WHAT YOU WILL DO: Write out every line from the one containing "Segment every instance of the black" down through the final line, including both ends, and leave the pictures out of your answer.

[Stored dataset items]
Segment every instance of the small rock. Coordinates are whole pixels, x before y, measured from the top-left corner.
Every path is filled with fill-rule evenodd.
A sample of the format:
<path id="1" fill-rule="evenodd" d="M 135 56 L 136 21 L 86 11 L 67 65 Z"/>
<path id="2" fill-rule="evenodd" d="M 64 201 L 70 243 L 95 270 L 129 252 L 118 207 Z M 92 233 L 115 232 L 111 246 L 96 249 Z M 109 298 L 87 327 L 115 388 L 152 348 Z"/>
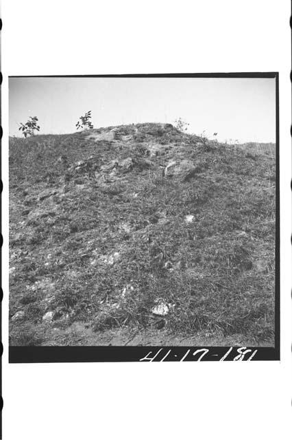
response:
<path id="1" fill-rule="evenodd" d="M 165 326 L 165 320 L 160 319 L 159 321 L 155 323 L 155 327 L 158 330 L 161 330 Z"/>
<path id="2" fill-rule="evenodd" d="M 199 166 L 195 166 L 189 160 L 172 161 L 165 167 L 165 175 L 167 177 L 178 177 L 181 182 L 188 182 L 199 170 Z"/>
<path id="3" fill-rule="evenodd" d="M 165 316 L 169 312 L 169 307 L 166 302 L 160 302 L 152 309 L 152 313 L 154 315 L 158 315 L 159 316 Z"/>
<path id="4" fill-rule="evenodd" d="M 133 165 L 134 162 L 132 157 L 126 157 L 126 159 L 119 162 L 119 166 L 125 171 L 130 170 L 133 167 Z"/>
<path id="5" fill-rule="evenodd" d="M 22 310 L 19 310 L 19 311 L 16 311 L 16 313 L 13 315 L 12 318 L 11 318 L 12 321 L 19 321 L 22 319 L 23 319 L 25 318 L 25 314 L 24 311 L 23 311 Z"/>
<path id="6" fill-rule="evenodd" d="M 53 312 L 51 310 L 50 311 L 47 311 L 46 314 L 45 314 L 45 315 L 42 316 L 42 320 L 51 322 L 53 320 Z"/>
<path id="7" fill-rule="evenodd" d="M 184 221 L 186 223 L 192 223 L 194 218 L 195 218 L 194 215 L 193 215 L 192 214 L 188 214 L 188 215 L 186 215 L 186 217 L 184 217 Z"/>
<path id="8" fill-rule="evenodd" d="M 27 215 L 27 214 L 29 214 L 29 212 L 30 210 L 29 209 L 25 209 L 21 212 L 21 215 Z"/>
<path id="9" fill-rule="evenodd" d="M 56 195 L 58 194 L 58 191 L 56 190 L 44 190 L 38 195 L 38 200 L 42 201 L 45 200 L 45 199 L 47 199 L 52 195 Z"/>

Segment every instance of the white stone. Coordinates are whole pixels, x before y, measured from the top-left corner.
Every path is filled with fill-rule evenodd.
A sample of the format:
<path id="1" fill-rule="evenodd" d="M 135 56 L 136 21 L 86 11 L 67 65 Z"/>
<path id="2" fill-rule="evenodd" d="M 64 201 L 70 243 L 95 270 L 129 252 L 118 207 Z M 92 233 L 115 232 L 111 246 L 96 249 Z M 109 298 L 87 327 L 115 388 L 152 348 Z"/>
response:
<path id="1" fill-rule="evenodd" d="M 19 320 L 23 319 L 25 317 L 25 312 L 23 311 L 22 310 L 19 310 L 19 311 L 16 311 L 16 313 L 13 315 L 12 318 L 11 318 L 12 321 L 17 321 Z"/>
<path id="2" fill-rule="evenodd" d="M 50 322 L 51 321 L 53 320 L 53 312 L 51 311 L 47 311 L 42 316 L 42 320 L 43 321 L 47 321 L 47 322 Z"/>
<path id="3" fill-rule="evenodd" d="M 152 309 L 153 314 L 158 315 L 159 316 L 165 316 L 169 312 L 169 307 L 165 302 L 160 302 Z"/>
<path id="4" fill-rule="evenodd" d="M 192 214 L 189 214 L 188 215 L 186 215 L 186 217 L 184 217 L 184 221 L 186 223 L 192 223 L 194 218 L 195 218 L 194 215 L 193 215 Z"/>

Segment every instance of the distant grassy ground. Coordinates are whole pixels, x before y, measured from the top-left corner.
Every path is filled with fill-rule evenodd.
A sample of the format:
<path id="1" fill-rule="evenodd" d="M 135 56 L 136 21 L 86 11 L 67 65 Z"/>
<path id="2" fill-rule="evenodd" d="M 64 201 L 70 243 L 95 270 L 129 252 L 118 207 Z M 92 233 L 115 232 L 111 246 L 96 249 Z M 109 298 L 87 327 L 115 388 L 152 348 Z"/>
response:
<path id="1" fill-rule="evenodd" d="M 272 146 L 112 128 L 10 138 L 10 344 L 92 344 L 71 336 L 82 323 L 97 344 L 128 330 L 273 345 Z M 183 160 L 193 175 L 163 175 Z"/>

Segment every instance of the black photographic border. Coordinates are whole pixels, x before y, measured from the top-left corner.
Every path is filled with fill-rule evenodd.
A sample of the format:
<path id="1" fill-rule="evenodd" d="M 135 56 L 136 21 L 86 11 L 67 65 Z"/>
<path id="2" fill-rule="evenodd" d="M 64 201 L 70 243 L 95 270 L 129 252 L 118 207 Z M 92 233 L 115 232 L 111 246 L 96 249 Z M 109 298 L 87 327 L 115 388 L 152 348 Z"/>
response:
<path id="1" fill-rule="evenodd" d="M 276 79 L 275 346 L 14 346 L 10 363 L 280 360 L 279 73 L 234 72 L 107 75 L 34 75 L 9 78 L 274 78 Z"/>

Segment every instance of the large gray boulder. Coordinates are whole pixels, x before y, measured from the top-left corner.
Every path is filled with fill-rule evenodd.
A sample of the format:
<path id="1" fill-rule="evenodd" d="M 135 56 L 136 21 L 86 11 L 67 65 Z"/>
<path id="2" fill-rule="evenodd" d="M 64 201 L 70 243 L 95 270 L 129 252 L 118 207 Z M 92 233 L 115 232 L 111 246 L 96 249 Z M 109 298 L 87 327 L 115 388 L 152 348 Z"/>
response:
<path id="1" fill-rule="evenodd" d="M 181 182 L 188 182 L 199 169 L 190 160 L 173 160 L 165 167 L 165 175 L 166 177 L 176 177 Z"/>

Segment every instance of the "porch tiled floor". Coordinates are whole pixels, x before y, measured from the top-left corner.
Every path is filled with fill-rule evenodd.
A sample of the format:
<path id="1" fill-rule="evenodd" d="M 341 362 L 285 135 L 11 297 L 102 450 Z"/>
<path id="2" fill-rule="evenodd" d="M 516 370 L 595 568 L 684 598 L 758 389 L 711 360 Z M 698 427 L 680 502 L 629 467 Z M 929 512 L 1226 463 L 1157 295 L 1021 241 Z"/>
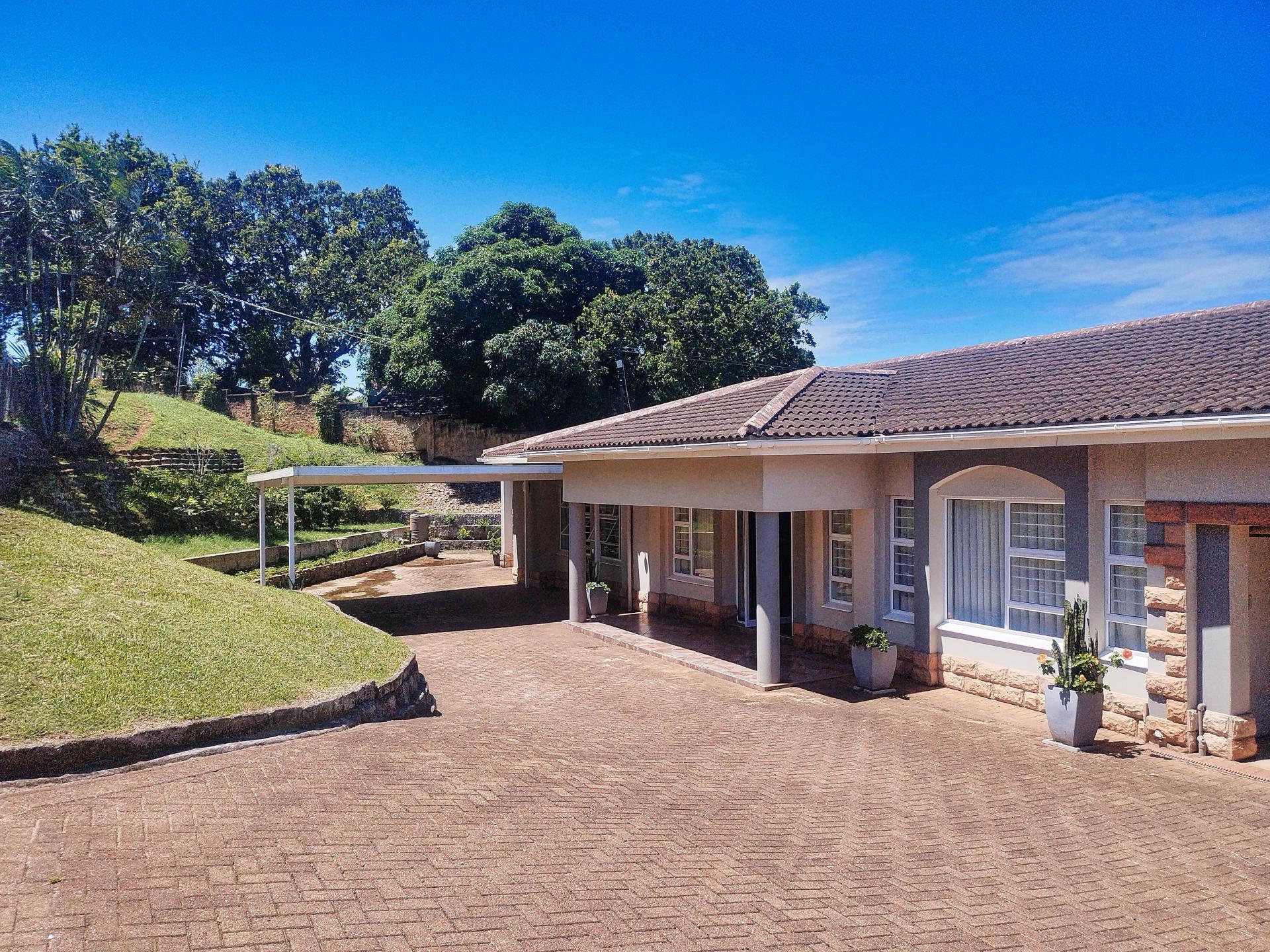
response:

WRITTEN SOLUTION:
Segment every instance of the black photographic border. Coordinates are whole pixels, x before y, measured from the top-left corner.
Every path is filled with fill-rule evenodd.
A sample of the format:
<path id="1" fill-rule="evenodd" d="M 135 56 L 136 21 L 86 11 L 67 65 Z"/>
<path id="2" fill-rule="evenodd" d="M 64 201 L 70 243 L 95 270 L 129 252 L 118 207 Z M 92 233 L 115 232 L 111 246 L 96 249 Z M 109 298 L 87 327 L 115 388 L 152 348 Z"/>
response:
<path id="1" fill-rule="evenodd" d="M 276 79 L 275 346 L 14 346 L 10 363 L 280 360 L 279 73 L 234 72 L 107 75 L 34 75 L 9 78 L 274 78 Z"/>

Segment every instance of the large gray boulder. Coordinates are whole pixels, x before y, measured from the top-left corner.
Every path is filled with fill-rule evenodd.
A sample of the format:
<path id="1" fill-rule="evenodd" d="M 135 56 L 136 21 L 86 11 L 67 65 Z"/>
<path id="2" fill-rule="evenodd" d="M 64 201 L 70 243 L 95 270 L 129 252 L 118 207 Z M 92 233 L 115 232 L 111 246 L 96 249 Z M 109 298 L 87 327 L 115 388 L 152 348 Z"/>
response:
<path id="1" fill-rule="evenodd" d="M 181 182 L 188 182 L 199 169 L 190 160 L 173 160 L 165 167 L 165 175 L 166 177 L 176 177 Z"/>

Segment every instance of the "porch tiled floor". Coordinates are whole pixels, x before y, measured from the top-left corner.
Every path is filled with fill-rule evenodd.
A sample of the format:
<path id="1" fill-rule="evenodd" d="M 341 362 L 285 135 L 11 297 L 102 450 Z"/>
<path id="2" fill-rule="evenodd" d="M 516 370 L 595 568 L 684 598 L 758 389 L 711 360 Z M 698 427 L 680 502 L 629 467 Z M 929 512 L 1226 463 L 1157 295 L 1021 241 Z"/>
response:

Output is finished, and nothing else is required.